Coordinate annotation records
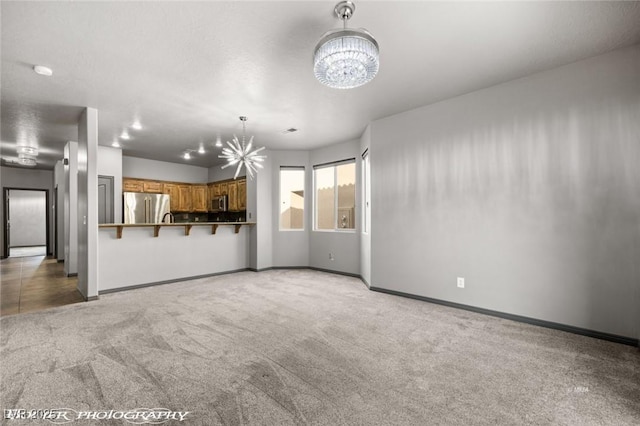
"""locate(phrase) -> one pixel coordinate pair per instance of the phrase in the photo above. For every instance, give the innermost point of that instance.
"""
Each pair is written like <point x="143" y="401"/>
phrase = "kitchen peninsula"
<point x="147" y="254"/>
<point x="204" y="240"/>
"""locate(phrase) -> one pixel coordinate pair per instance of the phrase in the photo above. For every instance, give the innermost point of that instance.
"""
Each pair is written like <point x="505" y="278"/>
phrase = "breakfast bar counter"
<point x="134" y="255"/>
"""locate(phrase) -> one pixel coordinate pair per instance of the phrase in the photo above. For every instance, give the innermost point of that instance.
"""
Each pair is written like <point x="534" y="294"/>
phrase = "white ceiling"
<point x="188" y="70"/>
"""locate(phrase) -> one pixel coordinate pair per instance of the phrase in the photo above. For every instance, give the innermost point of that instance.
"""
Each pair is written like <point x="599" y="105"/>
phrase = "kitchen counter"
<point x="131" y="257"/>
<point x="186" y="225"/>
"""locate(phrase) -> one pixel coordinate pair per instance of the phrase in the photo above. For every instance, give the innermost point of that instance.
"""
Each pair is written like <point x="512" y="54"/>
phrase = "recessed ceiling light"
<point x="42" y="70"/>
<point x="27" y="150"/>
<point x="26" y="160"/>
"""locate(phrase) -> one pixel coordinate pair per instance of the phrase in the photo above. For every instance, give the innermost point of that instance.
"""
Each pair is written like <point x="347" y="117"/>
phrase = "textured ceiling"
<point x="188" y="70"/>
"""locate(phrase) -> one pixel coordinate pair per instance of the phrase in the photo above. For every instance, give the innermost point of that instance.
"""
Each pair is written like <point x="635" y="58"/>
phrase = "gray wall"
<point x="28" y="214"/>
<point x="71" y="209"/>
<point x="259" y="210"/>
<point x="161" y="170"/>
<point x="344" y="245"/>
<point x="365" y="237"/>
<point x="14" y="177"/>
<point x="88" y="203"/>
<point x="530" y="190"/>
<point x="59" y="182"/>
<point x="110" y="164"/>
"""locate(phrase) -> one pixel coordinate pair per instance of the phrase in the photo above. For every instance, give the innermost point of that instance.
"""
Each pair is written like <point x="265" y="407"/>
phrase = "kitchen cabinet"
<point x="199" y="198"/>
<point x="152" y="187"/>
<point x="242" y="194"/>
<point x="174" y="196"/>
<point x="132" y="185"/>
<point x="140" y="185"/>
<point x="180" y="196"/>
<point x="232" y="187"/>
<point x="184" y="193"/>
<point x="224" y="188"/>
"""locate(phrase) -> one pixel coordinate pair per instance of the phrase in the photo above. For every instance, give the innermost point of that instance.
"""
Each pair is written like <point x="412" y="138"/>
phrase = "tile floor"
<point x="34" y="283"/>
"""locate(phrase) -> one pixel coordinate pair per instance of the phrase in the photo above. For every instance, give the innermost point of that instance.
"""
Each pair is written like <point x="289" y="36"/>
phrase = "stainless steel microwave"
<point x="219" y="204"/>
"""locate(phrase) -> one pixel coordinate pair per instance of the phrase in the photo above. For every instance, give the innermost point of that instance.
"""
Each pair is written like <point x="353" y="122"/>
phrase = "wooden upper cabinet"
<point x="132" y="185"/>
<point x="224" y="188"/>
<point x="151" y="186"/>
<point x="242" y="194"/>
<point x="232" y="187"/>
<point x="174" y="196"/>
<point x="141" y="185"/>
<point x="185" y="198"/>
<point x="199" y="198"/>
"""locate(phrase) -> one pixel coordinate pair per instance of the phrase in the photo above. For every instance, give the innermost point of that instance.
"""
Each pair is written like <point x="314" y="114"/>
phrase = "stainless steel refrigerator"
<point x="145" y="208"/>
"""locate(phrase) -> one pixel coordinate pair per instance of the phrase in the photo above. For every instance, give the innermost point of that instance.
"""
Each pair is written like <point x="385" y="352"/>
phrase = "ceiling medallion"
<point x="240" y="153"/>
<point x="346" y="58"/>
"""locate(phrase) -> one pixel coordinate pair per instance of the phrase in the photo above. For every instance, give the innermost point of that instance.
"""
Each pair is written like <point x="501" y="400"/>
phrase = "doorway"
<point x="26" y="222"/>
<point x="105" y="199"/>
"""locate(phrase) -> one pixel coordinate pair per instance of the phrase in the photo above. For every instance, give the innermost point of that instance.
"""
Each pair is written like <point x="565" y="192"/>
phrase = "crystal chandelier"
<point x="240" y="153"/>
<point x="346" y="58"/>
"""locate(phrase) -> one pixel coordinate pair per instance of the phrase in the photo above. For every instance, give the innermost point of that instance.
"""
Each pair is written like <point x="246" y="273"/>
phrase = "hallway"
<point x="35" y="283"/>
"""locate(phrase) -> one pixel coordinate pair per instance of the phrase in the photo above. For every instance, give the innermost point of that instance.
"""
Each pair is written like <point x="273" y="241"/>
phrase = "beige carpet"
<point x="305" y="347"/>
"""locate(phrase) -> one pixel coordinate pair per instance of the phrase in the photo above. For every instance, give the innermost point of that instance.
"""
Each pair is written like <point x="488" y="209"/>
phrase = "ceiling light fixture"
<point x="240" y="153"/>
<point x="346" y="58"/>
<point x="42" y="70"/>
<point x="27" y="150"/>
<point x="26" y="160"/>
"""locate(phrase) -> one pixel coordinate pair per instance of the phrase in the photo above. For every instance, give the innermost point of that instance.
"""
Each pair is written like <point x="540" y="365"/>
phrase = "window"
<point x="335" y="195"/>
<point x="291" y="198"/>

*WHAT TO PRODUCE*: Go through the listing above and quote it exactly, apart from its images.

*EXPECTED ANSWER*:
"""locate(phrase) -> one pixel coordinate pair per instance of the phrase in the photo above. For every instance, give the innermost point of that instance.
"""
Each pair is written like <point x="143" y="401"/>
phrase = "kitchen peninsula"
<point x="147" y="254"/>
<point x="204" y="240"/>
"""locate(phrase) -> one pixel coordinate pair per instance of the phrase in the photo above. For every instance, give the innermost point of that instance.
"""
Each pair is written like <point x="505" y="278"/>
phrase = "breakfast bar counter"
<point x="134" y="255"/>
"""locate(phrase) -> one pixel coordinate pair per instance of the phrase in the photo above. For every instance, give the innermost point of that instance.
"""
Each pair is written like <point x="534" y="294"/>
phrase = "white ceiling"
<point x="188" y="70"/>
"""locate(phrase) -> one pixel coordinate pair per instance of the phrase in the photo above. For every instance, give the innermost point of that instance.
"""
Each pair is written like <point x="599" y="105"/>
phrase = "kitchen counter"
<point x="131" y="257"/>
<point x="186" y="225"/>
"""locate(phrase) -> one pixel coordinate pair per instance of the phrase in the photo above. For every instance, give the innermost point of that instance.
"""
Each pair is written like <point x="512" y="54"/>
phrase = "recessed ceiling light"
<point x="42" y="70"/>
<point x="27" y="150"/>
<point x="26" y="160"/>
"""locate(phrase) -> one pixel coordinate pair per instance of the phrase in the photo above. For every instance, give the innermost point of that instance.
"""
Each pair is written like <point x="347" y="117"/>
phrase = "textured ceiling"
<point x="188" y="70"/>
"""locate(phrase) -> one pixel coordinate pair per instance of the phrase in the photo above. For every instance, give the innermost point of that instance.
"""
Each pair is written like <point x="635" y="58"/>
phrase = "gray wall"
<point x="28" y="214"/>
<point x="71" y="209"/>
<point x="259" y="210"/>
<point x="161" y="170"/>
<point x="344" y="245"/>
<point x="365" y="237"/>
<point x="14" y="177"/>
<point x="88" y="203"/>
<point x="530" y="190"/>
<point x="59" y="182"/>
<point x="110" y="164"/>
"""locate(phrase) -> one pixel coordinate pair per instance of the phrase in the photo above. For every instance, give the innermost point of that instance.
"""
Each pair is written like <point x="265" y="407"/>
phrase = "kitchen cabinet"
<point x="199" y="198"/>
<point x="152" y="187"/>
<point x="242" y="194"/>
<point x="174" y="196"/>
<point x="132" y="185"/>
<point x="140" y="185"/>
<point x="180" y="196"/>
<point x="232" y="187"/>
<point x="184" y="193"/>
<point x="224" y="188"/>
"""locate(phrase) -> one pixel coordinate pair per instance of the phrase in the photo above. For every instance, give the innermost point of that instance.
"""
Each pair is written like <point x="412" y="138"/>
phrase = "tile floor"
<point x="34" y="283"/>
"""locate(phrase) -> one pixel coordinate pair per instance of the phrase in the photo above. For every instance, give the innermost point of that instance.
"""
Each pair is written like <point x="289" y="36"/>
phrase = "stainless steel microwave"
<point x="219" y="204"/>
"""locate(phrase) -> one pixel coordinate pair per instance of the phrase in the photo above. For every instance, give the innermost point of that instance.
"""
Each pair is written like <point x="353" y="122"/>
phrase = "wooden upper cabinet"
<point x="132" y="185"/>
<point x="224" y="188"/>
<point x="151" y="186"/>
<point x="242" y="194"/>
<point x="232" y="187"/>
<point x="174" y="196"/>
<point x="141" y="185"/>
<point x="185" y="198"/>
<point x="199" y="198"/>
"""locate(phrase) -> one pixel coordinate pair per instance of the phrase in the photo above. For every instance, give the innermost point of that instance.
"""
Each pair is written like <point x="314" y="114"/>
phrase = "stainless steel refrigerator"
<point x="145" y="208"/>
"""locate(phrase) -> one pixel coordinate pair per instance of the phrase in the photo above. For every instance, give the innermost point of that instance.
"""
Each pair is written like <point x="385" y="352"/>
phrase = "ceiling medallion"
<point x="240" y="153"/>
<point x="346" y="58"/>
"""locate(phrase) -> one pixel coordinate pair per instance of the phrase in the photo above. For every instance, give the innermost point of that instance.
"""
Each pair is written like <point x="501" y="400"/>
phrase = "doorway"
<point x="26" y="222"/>
<point x="105" y="199"/>
"""locate(phrase) -> one pixel coordinate pair per instance of the phrase in the photo above. For every instance, give the innermost point of that instance.
"""
Each pair is written like <point x="565" y="192"/>
phrase = "crystal chandelier"
<point x="240" y="153"/>
<point x="346" y="58"/>
"""locate(phrase) -> one pixel coordinate pair per instance of the phrase in the photo above. For every instance, give the innermost point of that instance.
"""
Each pair is written like <point x="246" y="273"/>
phrase = "hallway"
<point x="35" y="283"/>
"""locate(phrase) -> one pixel coordinate pair per instance of the phrase in the photo above. For every instance, give the innermost point of that instance.
"""
Each pair is written like <point x="273" y="241"/>
phrase = "beige carpet"
<point x="305" y="347"/>
"""locate(phrase) -> one pixel coordinate pair per instance of the phrase in the photo above. For every instance, give the innermost point of that instance.
"""
Each pair is written like <point x="488" y="209"/>
phrase = "ceiling light fixture"
<point x="240" y="153"/>
<point x="346" y="58"/>
<point x="42" y="70"/>
<point x="27" y="150"/>
<point x="26" y="160"/>
"""locate(phrase) -> one pixel coordinate pair per instance of the phrase in the photo above. For every instance, give the innermost point of that instance.
"""
Each pair is written like <point x="540" y="365"/>
phrase = "window"
<point x="335" y="195"/>
<point x="291" y="198"/>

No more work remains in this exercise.